**TRY IT**
Can you copy the foraging guide below word for word, from "Or, what if" to "aches and pains."?

**PASSAGE TO READ**
§

A Foraging Guide for Writers


In a wilderness survival situation, the chances of you always having a successful hunt is slim. Like it or not, some days you would likely not have an meat. So what is your character to do?

Or, what if your character is on the run and is injured? How would they keep infection away?

Well, the very plant-life around them could just save your characters life.

I decided to make this quick guide just in case any of you writers out there want to add any real plants to your writing.

The website these will click-to for more information is also mine(I was an wilderness survival nerd in Air Cadets), so if you have any wilderness survival questions, please feel free to ask!

Foraging Basics:


  • Meadowsweet: Pain-relief. It can also help with upset stomachs. Make a tea from the roots to help with aches and pains.
  • Willow Bark: Pain-relief. The white willow has the most natural pain-relief out of the willow plants. Take the bark of the tree and make it into tea. When it is done steeping, it will look red; almost like blood.
  • Honey: Burn Relief. Great for healing burns and wounds. It will help keep the injury from getting infected, and also speeds up the healing.
  • Old Mans Beard: Infection Prevention. Simply put over the wound like a bandage.
  • Juniper Berries: Upset Stomach Relief. Steep the berries, or eat them. They are very bitter. Can be eaten as food.
  • Clover: Sickness Relief. Good for sore throats, coughs, upset stomach. Can also be used for skin ailments, and eaten as food.
  • Yarrow: Stopping Bleeding. Yarrow can save your life. If put onto a wound, it will help slow the bleeding and could stop you from bleeding out.


  • Cattails: Peeled roots, leaves, and stem can be eaten. The head can be eaten like corn, and pollen can be used as a flour substitute.
  • Evergreens: The needles can be chewed like gum, or steeped in tea. The inner-bark of the tree can also be eaten.

§

**DATASET**
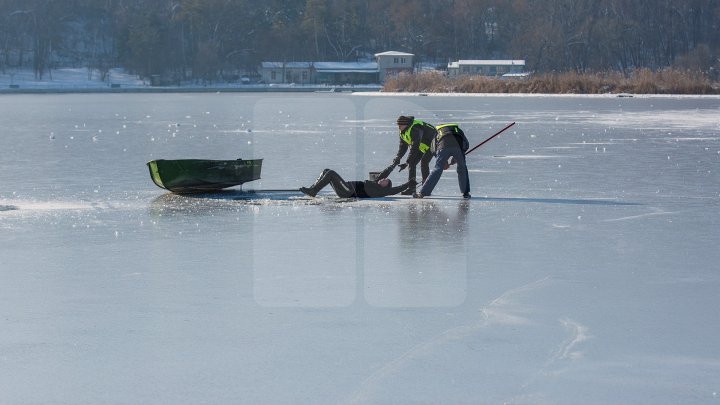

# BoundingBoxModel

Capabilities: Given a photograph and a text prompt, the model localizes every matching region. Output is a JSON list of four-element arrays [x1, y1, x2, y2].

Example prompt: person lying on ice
[[300, 169, 417, 198]]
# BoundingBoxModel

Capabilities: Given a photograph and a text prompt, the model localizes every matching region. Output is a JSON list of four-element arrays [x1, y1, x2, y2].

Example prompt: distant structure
[[260, 62, 378, 85], [375, 51, 415, 83], [260, 62, 314, 84], [259, 51, 415, 85], [448, 59, 527, 77]]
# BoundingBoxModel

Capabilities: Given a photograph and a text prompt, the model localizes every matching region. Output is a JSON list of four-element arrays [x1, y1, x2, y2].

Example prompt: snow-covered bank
[[0, 68, 381, 94]]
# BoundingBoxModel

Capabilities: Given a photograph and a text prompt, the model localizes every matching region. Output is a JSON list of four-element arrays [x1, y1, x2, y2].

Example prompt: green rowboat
[[147, 159, 262, 193]]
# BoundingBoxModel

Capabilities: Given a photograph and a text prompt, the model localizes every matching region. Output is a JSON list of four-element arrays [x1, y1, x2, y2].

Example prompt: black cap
[[397, 115, 415, 125]]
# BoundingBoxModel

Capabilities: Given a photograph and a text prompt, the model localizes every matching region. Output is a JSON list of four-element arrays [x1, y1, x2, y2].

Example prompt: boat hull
[[147, 159, 262, 193]]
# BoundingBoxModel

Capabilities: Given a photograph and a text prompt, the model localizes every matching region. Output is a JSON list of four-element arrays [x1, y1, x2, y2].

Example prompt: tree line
[[0, 0, 720, 81]]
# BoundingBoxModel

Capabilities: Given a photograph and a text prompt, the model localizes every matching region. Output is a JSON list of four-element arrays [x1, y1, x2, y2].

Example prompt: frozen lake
[[0, 93, 720, 404]]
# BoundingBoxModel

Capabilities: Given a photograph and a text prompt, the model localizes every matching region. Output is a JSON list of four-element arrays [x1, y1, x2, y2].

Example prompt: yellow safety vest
[[400, 120, 430, 153]]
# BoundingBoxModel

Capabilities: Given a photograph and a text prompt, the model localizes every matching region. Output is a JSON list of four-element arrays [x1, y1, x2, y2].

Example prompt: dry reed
[[383, 69, 720, 94]]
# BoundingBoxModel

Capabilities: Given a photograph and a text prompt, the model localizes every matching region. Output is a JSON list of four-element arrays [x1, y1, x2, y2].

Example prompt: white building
[[375, 51, 415, 83], [260, 62, 312, 84], [448, 59, 525, 77]]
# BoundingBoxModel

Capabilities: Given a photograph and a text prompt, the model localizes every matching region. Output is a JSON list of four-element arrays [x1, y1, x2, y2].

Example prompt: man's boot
[[300, 169, 330, 197]]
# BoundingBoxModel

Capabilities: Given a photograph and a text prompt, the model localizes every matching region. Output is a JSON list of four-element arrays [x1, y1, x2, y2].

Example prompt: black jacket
[[430, 125, 470, 155]]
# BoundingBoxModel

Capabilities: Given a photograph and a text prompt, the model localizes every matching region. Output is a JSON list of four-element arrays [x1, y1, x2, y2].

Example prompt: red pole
[[465, 122, 515, 156]]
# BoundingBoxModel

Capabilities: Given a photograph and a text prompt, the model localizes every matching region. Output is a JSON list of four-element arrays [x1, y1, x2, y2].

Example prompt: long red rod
[[465, 122, 515, 156]]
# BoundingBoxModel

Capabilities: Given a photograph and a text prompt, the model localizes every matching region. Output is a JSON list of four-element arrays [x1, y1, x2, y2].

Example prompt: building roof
[[375, 51, 415, 57], [313, 62, 378, 73], [448, 59, 525, 68], [261, 62, 312, 69]]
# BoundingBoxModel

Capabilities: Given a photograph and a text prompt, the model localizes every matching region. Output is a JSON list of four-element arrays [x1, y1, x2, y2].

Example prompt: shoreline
[[0, 86, 381, 95], [0, 86, 720, 99]]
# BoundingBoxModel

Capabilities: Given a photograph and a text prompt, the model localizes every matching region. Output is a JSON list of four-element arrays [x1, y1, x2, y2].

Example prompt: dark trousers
[[408, 152, 432, 183], [310, 169, 355, 198]]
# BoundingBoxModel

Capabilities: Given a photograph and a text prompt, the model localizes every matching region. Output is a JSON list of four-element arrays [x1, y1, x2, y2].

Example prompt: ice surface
[[0, 93, 720, 404]]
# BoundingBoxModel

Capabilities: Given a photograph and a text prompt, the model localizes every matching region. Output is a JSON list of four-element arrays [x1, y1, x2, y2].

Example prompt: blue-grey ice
[[0, 93, 720, 405]]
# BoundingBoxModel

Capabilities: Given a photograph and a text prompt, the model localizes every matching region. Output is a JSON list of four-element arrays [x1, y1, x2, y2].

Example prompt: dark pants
[[408, 151, 432, 188], [420, 146, 470, 196], [310, 169, 355, 198]]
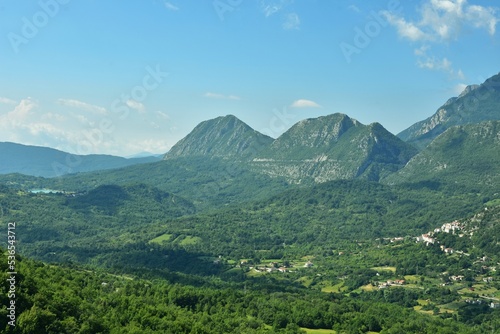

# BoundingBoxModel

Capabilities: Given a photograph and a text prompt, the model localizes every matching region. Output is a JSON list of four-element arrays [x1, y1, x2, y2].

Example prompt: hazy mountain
[[384, 121, 500, 190], [398, 73, 500, 149], [0, 142, 158, 177], [165, 115, 273, 159], [251, 114, 416, 183]]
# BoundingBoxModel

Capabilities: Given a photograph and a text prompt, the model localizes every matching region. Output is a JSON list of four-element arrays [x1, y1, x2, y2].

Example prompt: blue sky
[[0, 0, 500, 156]]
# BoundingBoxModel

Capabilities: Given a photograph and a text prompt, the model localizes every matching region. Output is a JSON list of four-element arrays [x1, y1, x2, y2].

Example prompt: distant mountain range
[[398, 73, 500, 149], [165, 115, 273, 160], [0, 74, 500, 185], [250, 114, 417, 183], [0, 142, 161, 177]]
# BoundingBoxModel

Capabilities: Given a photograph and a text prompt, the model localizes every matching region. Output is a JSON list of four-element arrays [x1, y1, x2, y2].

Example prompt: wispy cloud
[[347, 5, 361, 13], [156, 111, 170, 121], [0, 98, 38, 128], [283, 13, 300, 30], [291, 99, 321, 108], [57, 99, 106, 114], [382, 0, 500, 43], [383, 11, 426, 41], [260, 0, 293, 17], [126, 99, 146, 114], [165, 2, 179, 12], [381, 0, 500, 79], [203, 92, 240, 100], [453, 83, 467, 96], [415, 45, 465, 80], [0, 96, 17, 104]]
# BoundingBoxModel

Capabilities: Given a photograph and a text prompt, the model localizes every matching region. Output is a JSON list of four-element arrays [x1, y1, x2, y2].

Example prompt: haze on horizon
[[0, 0, 500, 156]]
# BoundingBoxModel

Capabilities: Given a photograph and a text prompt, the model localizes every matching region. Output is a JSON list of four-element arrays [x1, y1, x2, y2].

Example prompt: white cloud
[[0, 98, 37, 129], [382, 11, 426, 41], [283, 13, 300, 30], [156, 111, 170, 121], [291, 99, 321, 108], [203, 92, 240, 100], [126, 99, 146, 114], [414, 45, 465, 80], [347, 5, 361, 13], [381, 0, 500, 80], [57, 99, 106, 115], [165, 2, 179, 12], [260, 0, 293, 17], [382, 0, 500, 43], [0, 96, 17, 104], [453, 83, 467, 96]]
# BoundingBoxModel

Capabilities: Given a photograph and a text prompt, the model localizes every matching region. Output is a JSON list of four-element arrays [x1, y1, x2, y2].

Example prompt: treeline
[[0, 250, 500, 334]]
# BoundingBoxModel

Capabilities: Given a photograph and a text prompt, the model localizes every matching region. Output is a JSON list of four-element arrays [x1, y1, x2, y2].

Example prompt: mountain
[[0, 142, 158, 177], [165, 115, 273, 159], [398, 73, 500, 149], [0, 157, 288, 210], [251, 113, 416, 183], [384, 121, 500, 192]]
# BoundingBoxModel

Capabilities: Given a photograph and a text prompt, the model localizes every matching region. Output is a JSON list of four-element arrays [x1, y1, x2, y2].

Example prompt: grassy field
[[179, 235, 201, 246], [149, 233, 172, 245]]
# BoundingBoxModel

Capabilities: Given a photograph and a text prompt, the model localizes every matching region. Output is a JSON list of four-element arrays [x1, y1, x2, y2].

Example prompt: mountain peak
[[398, 73, 500, 149], [458, 85, 479, 97], [252, 113, 416, 182], [164, 115, 273, 159]]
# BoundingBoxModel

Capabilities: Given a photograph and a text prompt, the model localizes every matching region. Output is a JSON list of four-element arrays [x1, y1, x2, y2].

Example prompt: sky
[[0, 0, 500, 156]]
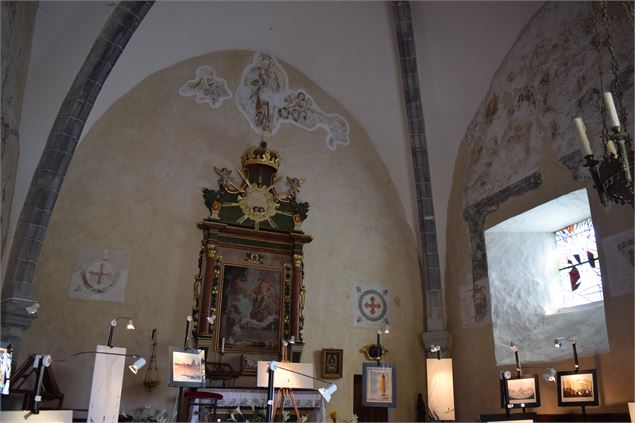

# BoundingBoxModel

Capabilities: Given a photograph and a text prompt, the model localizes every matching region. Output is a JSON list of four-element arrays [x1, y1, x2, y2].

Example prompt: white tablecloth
[[198, 388, 326, 422]]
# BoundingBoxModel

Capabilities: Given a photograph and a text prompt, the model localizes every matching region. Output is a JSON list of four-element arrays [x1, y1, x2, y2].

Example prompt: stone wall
[[22, 51, 425, 421], [446, 2, 633, 420]]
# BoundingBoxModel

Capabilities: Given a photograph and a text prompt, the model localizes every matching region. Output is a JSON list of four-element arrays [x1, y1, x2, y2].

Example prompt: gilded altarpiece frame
[[192, 138, 312, 356]]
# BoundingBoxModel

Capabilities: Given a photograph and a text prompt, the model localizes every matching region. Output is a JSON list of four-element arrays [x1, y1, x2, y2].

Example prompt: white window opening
[[484, 190, 610, 365], [554, 219, 604, 311]]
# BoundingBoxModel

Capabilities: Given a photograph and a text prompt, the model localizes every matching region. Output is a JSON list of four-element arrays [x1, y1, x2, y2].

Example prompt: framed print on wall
[[168, 347, 205, 388], [240, 354, 262, 375], [322, 348, 344, 379], [500, 374, 540, 408], [556, 369, 600, 407], [362, 363, 397, 408], [218, 264, 283, 353]]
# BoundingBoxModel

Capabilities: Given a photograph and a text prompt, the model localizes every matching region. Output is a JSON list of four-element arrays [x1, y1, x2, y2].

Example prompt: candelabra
[[574, 1, 633, 206]]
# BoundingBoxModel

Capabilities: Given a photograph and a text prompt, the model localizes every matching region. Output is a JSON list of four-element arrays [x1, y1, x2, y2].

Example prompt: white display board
[[86, 345, 126, 423], [426, 358, 455, 421], [257, 361, 313, 389]]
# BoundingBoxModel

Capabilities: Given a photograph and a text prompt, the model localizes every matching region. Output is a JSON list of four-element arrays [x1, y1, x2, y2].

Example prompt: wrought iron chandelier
[[574, 0, 633, 206]]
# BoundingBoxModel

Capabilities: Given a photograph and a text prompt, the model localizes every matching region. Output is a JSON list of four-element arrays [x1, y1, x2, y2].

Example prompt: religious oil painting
[[501, 375, 540, 408], [362, 363, 397, 408], [169, 347, 205, 387], [556, 369, 599, 407], [322, 348, 344, 379], [216, 264, 283, 353]]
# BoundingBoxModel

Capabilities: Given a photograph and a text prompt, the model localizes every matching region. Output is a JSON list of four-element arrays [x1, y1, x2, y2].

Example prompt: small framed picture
[[362, 363, 397, 408], [240, 354, 262, 375], [500, 374, 540, 408], [556, 369, 600, 407], [168, 347, 205, 388], [322, 348, 344, 379]]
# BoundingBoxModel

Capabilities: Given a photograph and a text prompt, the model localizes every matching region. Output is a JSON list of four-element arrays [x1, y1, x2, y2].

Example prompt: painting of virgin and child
[[216, 265, 282, 352]]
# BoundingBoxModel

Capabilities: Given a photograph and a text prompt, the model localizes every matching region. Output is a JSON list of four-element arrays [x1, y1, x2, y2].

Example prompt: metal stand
[[267, 362, 276, 423], [176, 316, 192, 422], [272, 388, 302, 422]]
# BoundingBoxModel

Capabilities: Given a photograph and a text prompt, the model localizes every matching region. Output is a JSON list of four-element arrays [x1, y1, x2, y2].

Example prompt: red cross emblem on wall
[[364, 295, 381, 316]]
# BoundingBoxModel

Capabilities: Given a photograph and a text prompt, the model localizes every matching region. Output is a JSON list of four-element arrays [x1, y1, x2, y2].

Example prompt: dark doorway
[[353, 375, 388, 422]]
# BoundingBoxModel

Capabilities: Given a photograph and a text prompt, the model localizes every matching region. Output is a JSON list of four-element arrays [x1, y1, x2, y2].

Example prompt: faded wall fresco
[[463, 2, 633, 324], [464, 2, 633, 207], [236, 53, 350, 150], [0, 1, 37, 255], [445, 2, 634, 421]]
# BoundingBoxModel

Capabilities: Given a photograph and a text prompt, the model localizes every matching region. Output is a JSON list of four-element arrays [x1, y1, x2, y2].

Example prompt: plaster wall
[[10, 1, 416, 274], [3, 1, 541, 298], [0, 2, 36, 274], [22, 51, 425, 421], [412, 1, 542, 288], [446, 2, 634, 421]]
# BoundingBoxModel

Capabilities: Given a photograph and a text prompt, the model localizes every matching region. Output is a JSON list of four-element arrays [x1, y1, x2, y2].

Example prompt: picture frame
[[240, 354, 262, 376], [0, 342, 13, 395], [321, 348, 344, 379], [168, 347, 205, 388], [362, 363, 397, 408], [216, 263, 286, 353], [556, 369, 600, 407], [500, 374, 540, 408]]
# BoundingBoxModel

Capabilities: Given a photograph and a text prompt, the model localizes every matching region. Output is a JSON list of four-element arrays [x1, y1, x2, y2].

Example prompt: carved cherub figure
[[286, 176, 304, 198], [214, 166, 232, 188]]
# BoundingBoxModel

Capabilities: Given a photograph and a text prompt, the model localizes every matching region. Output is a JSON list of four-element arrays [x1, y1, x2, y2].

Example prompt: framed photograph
[[362, 363, 397, 408], [500, 374, 540, 408], [168, 347, 205, 388], [322, 348, 344, 379], [240, 354, 262, 375], [0, 342, 13, 395], [216, 264, 283, 353], [556, 369, 600, 407]]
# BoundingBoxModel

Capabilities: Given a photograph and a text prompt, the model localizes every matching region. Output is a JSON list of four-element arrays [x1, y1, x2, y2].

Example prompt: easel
[[271, 340, 302, 422], [10, 355, 64, 410]]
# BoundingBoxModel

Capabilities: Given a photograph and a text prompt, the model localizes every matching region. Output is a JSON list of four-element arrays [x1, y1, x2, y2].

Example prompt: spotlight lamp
[[430, 344, 441, 360], [553, 336, 580, 372], [360, 326, 390, 362], [106, 316, 135, 348], [318, 383, 337, 402], [509, 342, 523, 377], [128, 357, 146, 375], [0, 297, 40, 314], [542, 367, 556, 382]]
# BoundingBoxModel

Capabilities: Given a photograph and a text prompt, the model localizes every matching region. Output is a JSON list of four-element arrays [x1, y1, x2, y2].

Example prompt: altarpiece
[[192, 134, 312, 366]]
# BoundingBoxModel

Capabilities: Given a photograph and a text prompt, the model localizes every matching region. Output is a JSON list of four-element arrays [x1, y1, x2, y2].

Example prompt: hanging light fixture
[[574, 0, 633, 206]]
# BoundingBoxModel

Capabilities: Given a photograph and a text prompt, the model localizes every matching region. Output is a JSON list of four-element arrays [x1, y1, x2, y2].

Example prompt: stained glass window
[[554, 219, 604, 308]]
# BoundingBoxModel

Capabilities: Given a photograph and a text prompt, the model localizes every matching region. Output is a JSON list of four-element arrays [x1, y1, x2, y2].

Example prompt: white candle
[[606, 140, 617, 157], [604, 91, 620, 129], [573, 117, 593, 156]]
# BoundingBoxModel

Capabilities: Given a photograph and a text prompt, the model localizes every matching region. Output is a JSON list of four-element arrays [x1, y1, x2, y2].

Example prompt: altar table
[[198, 387, 326, 422]]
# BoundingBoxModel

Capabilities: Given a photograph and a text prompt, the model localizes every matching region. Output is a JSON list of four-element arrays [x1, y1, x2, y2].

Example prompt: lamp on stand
[[258, 361, 337, 422]]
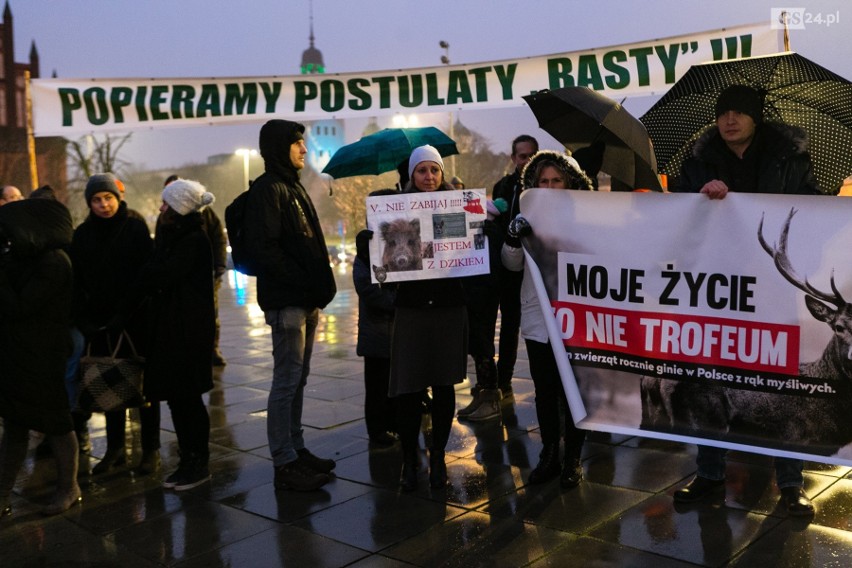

§

**RESPONSE TO THE EXERCISE**
Or, what if your character is on the run and is injured? How would they keep infection away?

Well, the very plant-life around them could just save your characters life.

I decided to make this quick guide just in case any of you writers out there want to add any real plants to your writing.

The website these will click-to for more information is also mine(I was an wilderness survival nerd in Air Cadets), so if you have any wilderness survival questions, please feel free to ask!

Foraging Basics:


  • Meadowsweet: Pain-relief. It can also help with upset stomachs. Make a tea from the roots to help with aches and pains.